• [LISTA DE ACTIVIDADES]
(1) Responde con base en el texto sobre el miedo en México:
(a) ¿Ante qué cámara compareció el secretario de Salud?
(b) Según el texto, ¿de quién desconfiamos incluso?
(c) ¿Qué pueden imaginar los seres humanos, a diferencia de los animales?
(2) Transcribe del texto sobre el miedo en México todo lo que va desde "Esta angustia es" hasta "peligro por venir.".

Fuente: El Universal

 

El ambiente amanece en México cada día más opresivo. Llevamos ya demasiados meses despertándonos con noticias que dan cuenta del estado de criminalidad que se ha apoderado de nuestro país. Un día sí y otro también aparecen cadáveres, víctimas del secuestro, detenidos, droga y armas de fuego. La parafernalia que el imperio de la violencia necesita para erizarnos la piel se despliega abrumadora.

En su comparecencia del miércoles pasado ante la Cámara de Diputados, el secretario de Salud, José Ángel Córdova Villalobos, declaró que como consecuencia de la brutalidad hay un incremento en la demanda de servicios públicos para atender problemas de ansiedad y depresión.

Hoy en México el miedo campea y no hay síntoma ni placebo que roce las cuerdas de la tranquilidad. Tememos por los hijos, por el patrimonio y por la vida propia. Recelamos de los gobernantes; hemos perdido la fe en la fuerza pública, los jueces y las autoridades. Desconfiamos incluso del vecino.

Esta angustia es la expresión más filosa del temor ante lo que todavía no ha ocurrido. Es una reacción frente a la intuición de que lo peor es todavía posible.

A diferencia de los animales que sólo saben del presente y sus consecuencias inmediatas, los seres humanos podemos imaginar el futuro. Cuando la situación no otorga confianza para nuestra sobrevivencia, al igual que ellos sentimos miedo. Pero en nuestro caso, el miedo se agudiza para volverse angustia cuando somos incapaces de comprender la dimensión del peligro por venir.

• [Entradas de datos]
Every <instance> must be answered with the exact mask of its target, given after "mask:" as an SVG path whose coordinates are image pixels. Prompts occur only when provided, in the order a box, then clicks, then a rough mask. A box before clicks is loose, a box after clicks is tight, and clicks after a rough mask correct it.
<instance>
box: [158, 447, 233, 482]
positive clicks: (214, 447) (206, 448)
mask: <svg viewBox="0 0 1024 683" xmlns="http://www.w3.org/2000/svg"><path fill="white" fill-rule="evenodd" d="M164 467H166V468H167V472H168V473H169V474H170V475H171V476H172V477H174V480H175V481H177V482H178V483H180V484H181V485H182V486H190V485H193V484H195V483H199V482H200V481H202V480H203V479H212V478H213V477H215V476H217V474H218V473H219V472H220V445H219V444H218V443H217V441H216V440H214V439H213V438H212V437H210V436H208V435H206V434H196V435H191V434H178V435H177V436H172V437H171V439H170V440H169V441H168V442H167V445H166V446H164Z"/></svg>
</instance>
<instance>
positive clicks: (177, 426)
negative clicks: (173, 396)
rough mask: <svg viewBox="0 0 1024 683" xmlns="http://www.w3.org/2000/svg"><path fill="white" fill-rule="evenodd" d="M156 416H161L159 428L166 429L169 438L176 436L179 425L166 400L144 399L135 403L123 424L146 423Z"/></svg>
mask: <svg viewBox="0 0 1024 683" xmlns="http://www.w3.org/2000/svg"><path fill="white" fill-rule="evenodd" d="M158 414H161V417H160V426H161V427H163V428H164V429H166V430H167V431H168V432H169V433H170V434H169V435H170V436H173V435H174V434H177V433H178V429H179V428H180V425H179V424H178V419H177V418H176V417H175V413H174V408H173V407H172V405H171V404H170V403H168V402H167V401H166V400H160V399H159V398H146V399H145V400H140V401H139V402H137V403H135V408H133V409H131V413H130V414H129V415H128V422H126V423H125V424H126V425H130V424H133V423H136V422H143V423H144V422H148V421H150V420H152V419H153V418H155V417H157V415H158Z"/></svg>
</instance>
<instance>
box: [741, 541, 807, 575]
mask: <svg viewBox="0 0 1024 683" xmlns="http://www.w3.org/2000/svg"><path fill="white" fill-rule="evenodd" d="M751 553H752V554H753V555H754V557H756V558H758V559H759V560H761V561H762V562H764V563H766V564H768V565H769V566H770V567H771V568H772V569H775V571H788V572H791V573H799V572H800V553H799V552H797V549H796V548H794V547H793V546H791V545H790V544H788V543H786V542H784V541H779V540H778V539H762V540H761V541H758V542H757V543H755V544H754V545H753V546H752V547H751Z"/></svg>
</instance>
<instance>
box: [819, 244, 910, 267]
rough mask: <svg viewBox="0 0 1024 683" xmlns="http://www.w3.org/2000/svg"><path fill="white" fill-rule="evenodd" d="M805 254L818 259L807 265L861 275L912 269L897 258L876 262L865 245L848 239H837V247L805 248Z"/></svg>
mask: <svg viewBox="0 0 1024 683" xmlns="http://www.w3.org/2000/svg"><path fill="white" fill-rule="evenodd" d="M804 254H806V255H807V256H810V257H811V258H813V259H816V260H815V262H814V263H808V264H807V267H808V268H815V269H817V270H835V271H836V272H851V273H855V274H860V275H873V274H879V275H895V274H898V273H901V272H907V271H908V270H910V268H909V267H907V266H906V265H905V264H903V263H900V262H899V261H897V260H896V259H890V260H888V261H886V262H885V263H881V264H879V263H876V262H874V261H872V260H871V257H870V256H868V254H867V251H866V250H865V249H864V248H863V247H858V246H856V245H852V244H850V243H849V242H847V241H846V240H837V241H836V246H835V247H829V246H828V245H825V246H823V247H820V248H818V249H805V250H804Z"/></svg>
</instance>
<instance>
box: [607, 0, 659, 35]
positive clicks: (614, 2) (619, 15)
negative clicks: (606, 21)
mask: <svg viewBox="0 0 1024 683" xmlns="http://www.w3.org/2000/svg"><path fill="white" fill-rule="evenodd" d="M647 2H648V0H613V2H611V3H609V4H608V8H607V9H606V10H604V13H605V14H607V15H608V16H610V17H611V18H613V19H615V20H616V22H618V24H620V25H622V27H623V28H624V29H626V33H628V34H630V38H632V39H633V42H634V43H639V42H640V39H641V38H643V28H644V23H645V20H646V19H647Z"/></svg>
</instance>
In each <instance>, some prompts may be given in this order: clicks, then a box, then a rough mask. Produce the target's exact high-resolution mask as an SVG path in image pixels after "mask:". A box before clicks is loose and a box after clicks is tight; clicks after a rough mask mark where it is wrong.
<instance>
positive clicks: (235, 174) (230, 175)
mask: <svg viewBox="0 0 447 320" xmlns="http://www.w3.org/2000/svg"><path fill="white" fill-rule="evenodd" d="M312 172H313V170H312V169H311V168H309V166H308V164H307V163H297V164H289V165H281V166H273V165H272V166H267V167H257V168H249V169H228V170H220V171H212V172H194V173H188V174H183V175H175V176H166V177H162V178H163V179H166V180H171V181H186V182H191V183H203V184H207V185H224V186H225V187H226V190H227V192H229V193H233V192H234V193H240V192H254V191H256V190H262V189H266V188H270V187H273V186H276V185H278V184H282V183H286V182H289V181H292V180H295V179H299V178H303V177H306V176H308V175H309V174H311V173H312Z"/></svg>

• [TUS RESPUESTAS]
(1)
(a) Ante la Cámara de Diputados.
(b) Del vecino.
(c) El futuro.

(2)
Esta angustia es la expresión más filosa del temor ante lo que todavía no ha ocurrido. Es una reacción frente a la intuición de que lo peor es todavía posible.

A diferencia de los animales que sólo saben del presente y sus consecuencias inmediatas, los seres humanos podemos imaginar el futuro. Cuando la situación no otorga confianza para nuestra sobrevivencia, al igual que ellos sentimos miedo. Pero en nuestro caso, el miedo se agudiza para volverse angustia cuando somos incapaces de comprender la dimensión del peligro por venir.